(Collected data entries)
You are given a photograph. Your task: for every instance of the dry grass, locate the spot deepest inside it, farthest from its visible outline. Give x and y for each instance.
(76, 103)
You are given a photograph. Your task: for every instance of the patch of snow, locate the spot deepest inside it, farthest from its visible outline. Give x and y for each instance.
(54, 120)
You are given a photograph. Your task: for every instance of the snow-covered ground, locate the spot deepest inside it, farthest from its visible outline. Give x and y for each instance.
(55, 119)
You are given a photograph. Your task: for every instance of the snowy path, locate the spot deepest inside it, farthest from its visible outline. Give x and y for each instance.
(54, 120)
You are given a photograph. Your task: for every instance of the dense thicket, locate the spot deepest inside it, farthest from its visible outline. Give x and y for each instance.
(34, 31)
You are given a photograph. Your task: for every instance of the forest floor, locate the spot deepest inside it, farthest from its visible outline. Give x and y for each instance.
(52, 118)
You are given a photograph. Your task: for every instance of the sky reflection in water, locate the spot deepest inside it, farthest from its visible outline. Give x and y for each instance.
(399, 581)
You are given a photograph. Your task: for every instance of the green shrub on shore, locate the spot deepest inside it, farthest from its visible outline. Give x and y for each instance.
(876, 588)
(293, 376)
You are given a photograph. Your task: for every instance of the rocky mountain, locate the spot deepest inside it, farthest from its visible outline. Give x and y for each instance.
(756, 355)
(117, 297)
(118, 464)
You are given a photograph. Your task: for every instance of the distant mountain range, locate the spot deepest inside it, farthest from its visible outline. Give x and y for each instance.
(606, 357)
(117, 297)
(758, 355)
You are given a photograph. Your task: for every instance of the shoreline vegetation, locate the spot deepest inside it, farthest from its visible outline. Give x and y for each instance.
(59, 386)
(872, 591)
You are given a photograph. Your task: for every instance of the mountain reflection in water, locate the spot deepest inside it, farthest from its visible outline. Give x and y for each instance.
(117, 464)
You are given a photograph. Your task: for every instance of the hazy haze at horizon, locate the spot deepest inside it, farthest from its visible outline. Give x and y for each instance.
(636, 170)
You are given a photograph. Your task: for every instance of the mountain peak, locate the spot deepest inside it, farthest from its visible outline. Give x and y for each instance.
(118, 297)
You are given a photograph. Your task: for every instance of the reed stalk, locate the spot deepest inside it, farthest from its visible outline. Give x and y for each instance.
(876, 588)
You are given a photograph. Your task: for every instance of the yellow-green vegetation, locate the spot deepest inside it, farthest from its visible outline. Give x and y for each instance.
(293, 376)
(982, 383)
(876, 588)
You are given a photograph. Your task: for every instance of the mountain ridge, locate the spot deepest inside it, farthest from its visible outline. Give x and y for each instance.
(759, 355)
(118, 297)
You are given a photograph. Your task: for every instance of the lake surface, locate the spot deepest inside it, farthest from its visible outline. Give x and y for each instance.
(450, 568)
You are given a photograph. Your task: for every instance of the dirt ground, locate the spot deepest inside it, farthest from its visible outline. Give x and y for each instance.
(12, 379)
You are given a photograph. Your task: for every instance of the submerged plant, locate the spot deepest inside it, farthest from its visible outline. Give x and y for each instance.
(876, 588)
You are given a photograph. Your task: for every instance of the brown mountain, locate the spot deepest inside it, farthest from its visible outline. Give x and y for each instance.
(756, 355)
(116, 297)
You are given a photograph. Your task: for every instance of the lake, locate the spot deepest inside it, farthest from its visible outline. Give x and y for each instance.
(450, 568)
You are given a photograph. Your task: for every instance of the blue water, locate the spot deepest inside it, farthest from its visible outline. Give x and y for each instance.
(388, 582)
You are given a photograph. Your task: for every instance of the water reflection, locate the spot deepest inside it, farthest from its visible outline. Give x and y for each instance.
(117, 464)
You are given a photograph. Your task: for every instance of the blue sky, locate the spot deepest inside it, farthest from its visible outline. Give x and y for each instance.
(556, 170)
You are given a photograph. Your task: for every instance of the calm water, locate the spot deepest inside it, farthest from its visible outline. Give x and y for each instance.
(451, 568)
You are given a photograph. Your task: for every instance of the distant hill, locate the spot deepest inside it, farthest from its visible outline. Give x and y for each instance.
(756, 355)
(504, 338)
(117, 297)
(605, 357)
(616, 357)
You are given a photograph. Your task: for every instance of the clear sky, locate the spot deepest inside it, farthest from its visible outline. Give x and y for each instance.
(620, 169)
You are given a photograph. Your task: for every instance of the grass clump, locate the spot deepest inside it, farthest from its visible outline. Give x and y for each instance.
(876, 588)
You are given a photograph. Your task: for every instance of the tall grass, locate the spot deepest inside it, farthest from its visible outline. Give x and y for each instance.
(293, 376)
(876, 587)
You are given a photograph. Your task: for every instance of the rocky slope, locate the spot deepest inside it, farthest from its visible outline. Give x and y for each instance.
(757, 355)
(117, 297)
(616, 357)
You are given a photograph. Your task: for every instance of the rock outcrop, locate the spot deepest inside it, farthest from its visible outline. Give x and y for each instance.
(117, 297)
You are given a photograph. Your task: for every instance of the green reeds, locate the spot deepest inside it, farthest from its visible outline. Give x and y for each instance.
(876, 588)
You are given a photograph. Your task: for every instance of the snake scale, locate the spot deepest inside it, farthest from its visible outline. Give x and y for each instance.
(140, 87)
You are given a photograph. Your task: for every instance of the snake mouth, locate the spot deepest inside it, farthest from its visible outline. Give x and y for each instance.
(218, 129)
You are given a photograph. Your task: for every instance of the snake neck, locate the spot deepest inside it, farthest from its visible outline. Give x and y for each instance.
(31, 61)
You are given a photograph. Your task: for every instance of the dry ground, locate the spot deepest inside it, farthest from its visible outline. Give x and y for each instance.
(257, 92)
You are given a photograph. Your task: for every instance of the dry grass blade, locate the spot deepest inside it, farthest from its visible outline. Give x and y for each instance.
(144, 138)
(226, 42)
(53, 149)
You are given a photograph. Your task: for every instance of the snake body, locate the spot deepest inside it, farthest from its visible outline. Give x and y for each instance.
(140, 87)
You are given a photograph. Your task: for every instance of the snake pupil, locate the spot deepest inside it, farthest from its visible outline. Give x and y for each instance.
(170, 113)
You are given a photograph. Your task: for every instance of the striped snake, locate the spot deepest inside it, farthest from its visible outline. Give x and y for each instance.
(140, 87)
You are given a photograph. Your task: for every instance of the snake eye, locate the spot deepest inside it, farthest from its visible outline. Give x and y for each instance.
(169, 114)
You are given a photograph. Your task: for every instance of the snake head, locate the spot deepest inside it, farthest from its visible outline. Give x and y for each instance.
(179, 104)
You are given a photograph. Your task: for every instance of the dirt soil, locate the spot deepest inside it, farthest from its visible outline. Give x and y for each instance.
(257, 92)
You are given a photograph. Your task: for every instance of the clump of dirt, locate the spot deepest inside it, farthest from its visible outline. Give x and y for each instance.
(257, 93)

## Problem to solve
Restate all of the entries above precisely.

## Exercise response
You are given a photograph. Your task: for every instance of the dry grass, locate the spot deepest inside it, farthest from its visible outline. Give x and y for each instance.
(76, 103)
You are given a photograph. Your task: for every instance of the patch of snow, locate the spot deepest inside it, farthest from its visible outline. Give x and y for each instance.
(54, 120)
You are given a photograph. Your task: for every instance of the snow-covered ground, locate the spot deepest inside it, farthest from its visible outline. Give x and y for each instance.
(55, 119)
You are given a photograph. Your task: for every instance of the snowy path, locate the spot deepest inside it, farthest from its visible outline. Give x and y for each instance.
(54, 120)
You are given a photograph. Your task: for every instance of the dense thicket, locate the spot deepest inside it, farthest from its visible outline. Give x and y for each instance.
(34, 31)
You are given a photograph. Your task: for every instance of the forest floor, locate the spot deepest inside it, farthest from its visible outline. Give x and y for each instance.
(52, 118)
You are given a photograph. Your task: for every instance of the sky reflection in water, locate the spot deepest inside it, farthest from its visible outline. Give x and y for each instance.
(399, 581)
You are given a photograph. Your task: for every instance of the green shrub on shore, locate the spot deepest inside it, farthest from its visible outline. Give x and y for each instance.
(876, 588)
(293, 376)
You are given a photograph. Your task: for every instance of the rocky mountain, locate the spot deepest inside it, farthest from its visible outline. Give x and y for each instance.
(756, 355)
(117, 297)
(118, 464)
You are given a photograph. Your task: for every instance of the distant mountain range, locate the spot deepest inside it, farthest from its visible outline. Give x and y for each instance.
(606, 357)
(117, 297)
(758, 355)
You are given a photograph. Your task: for every instance of the shoreline vegetation, locate the spot deepest inside it, farthest from its visible outline. Give x and y for each instance.
(59, 386)
(872, 591)
You are given a photograph. Your task: for every instance of the mountain reflection in water, locate the spot deepest inside it, farthest from its visible outline. Give x and y for each instance.
(117, 464)
You are given a photograph. Your task: for every instance of the hazy haze at horizon, locate the spot deepest inside it, farthest from its visible outline. Give x and y for each instance.
(636, 170)
You are given a photograph. Your task: for every instance of the mountain peak, locate the spot deepest inside it, farthest from its visible outline. Give x and y for each instance.
(118, 297)
You are given a photograph. Your task: for every instance of the reed stalk, locate the spot deepest inside it, farthest from its visible outline. Give x and y for each instance.
(876, 588)
You are given a photograph. Your task: for every instance of the yellow-green vegetation, locate the spot deepest inside it, farthest from its visible outline. Give x and y for each instance.
(293, 376)
(982, 383)
(876, 588)
You are given a photograph. Your task: for every instance of the mountain ridge, locate the spot deepest inside it, farthest from its visible outline. Give x and y for each instance.
(759, 355)
(118, 297)
You are given a photograph. Your task: for every instance of the lake surface, locate the spot deepest inside it, farthest from its visible outline. Give x and y for each instance.
(450, 568)
You are given a photograph. Your task: for every instance of the dirt ground, locate the spot deepest inside it, farthest from its visible outline. Give x and y for each instance.
(12, 379)
You are given a photograph. Your task: for every instance of the submerged plant, locate the spot deepest inside it, farthest from its visible outline. Give x and y for each instance.
(876, 588)
You are given a photograph. Your task: for every instance of the brown mountain, locate the spot deepest inside it, farthest from its visible outline. Give x and y for each instance.
(756, 355)
(116, 297)
You are given a photograph. Your task: for every instance of the lake, locate the spot deepest inside it, farthest from its visible outline. Give x and y for each instance.
(450, 568)
You are given a photograph. Your task: for every instance of the blue water, locate the spot deepest inside it, farthest from its visible outline. Give x and y for each instance.
(388, 582)
You are given a photograph. Your task: for every instance of the water reflection, locate the spot deepest inside it, farthest from its visible outline. Give x and y for each instance.
(117, 464)
You are given a photograph. Your task: for every instance of the blue sky, locate the spot deepest inside it, farthest from its visible outline. Give x and y for each instance.
(556, 170)
You are given a photograph. Your task: for every instance of the calm water, locate the spot deepest inside it, farthest from its visible outline. Give x and y for each instance.
(451, 568)
You are given a photograph. Your task: for every instance of the distant hill, locate the spot deepest inside it, farthest from its visible outline. Give x and y for each instance.
(756, 355)
(504, 338)
(117, 297)
(605, 357)
(616, 357)
You are given a photograph. Your task: for every instance of the clear sky, locate the spot deepest inside it, farthest from its visible outline. Give x and y for each instance.
(620, 169)
You are given a photograph. Your task: for every instance of the grass clump, locate the spot deepest inside it, farthest from its visible outline. Give x and y for each instance.
(876, 588)
You are given a photograph. Your task: for every instance of the tall grass, locate the spot deepest inside it, farthest from its visible outline. Give x and y for each instance.
(293, 376)
(876, 587)
You are given a photograph. Your task: for every instance of the rocky slope, locate the spot deepest inside it, farthest from its visible outline. Give x and y for each instance.
(757, 355)
(117, 297)
(616, 357)
You are given a photograph. Your task: for every instance of the rock outcrop, locate the spot deepest inside it, farthest from its visible outline. Give x and y for each instance.
(117, 297)
You are given a photograph. Your task: for every instance of the green reeds, locate the spot deepest inside it, farthest from its visible outline. Give x and y for each instance.
(876, 588)
You are given a photograph. Your task: for every instance of the snake scale, locate the spot deepest inside it, farthest from its visible outline. Give x and y for each instance.
(140, 87)
You are given a photograph. Your task: for every instance of the snake mouth, locate the spot deepest inside it, farthest from its visible outline. Give x and y for each instance.
(218, 129)
You are given a photograph. Your task: for every instance of the snake neck, locate the spot deepest inside it, farthest from its visible outline. Give x and y for each instance.
(31, 61)
You are given a photograph. Your task: for every instance of the dry ground, locate the spot deepest inside it, farthest from its visible outline. Give x and y for each instance.
(257, 92)
You are given a photograph. Your task: for every instance of the dry grass blade, locate the spot deepest inside it, farthest from its visible outline. Give x and y for each instance.
(144, 138)
(226, 42)
(53, 149)
You are given a photograph. Your task: for every instance of the snake body, locate the spot deepest inside it, farthest from its visible outline. Give x and y for each instance.
(140, 87)
You are given a photograph. Your task: for every instance of the snake pupil, locate the spot deepest inside it, farthest from its visible outline. Give x and y for each instance.
(170, 113)
You are given a photograph. Your task: for every instance of the striped snake, locate the spot deepest inside it, farthest from its visible outline. Give x and y for each instance.
(140, 87)
You are given a photograph. Your task: for every instance of the snake eye, locate the spot deepest inside it, farthest from its visible outline. Give x and y for each instance.
(169, 114)
You are given a photograph. Your task: for every instance of the snake head, locate the spot deepest inside it, farthest from its visible outline. Give x and y for each instance.
(179, 104)
You are given a photograph. Your task: for every instance of the dirt soil, locate the spot deepest inside it, farthest from its visible outline. Give x and y for each instance.
(257, 92)
You are given a photograph. Your task: for every instance of the clump of dirt, locate the spot deepest inside it, farthest from its visible outline. Give x and y for each instance.
(257, 93)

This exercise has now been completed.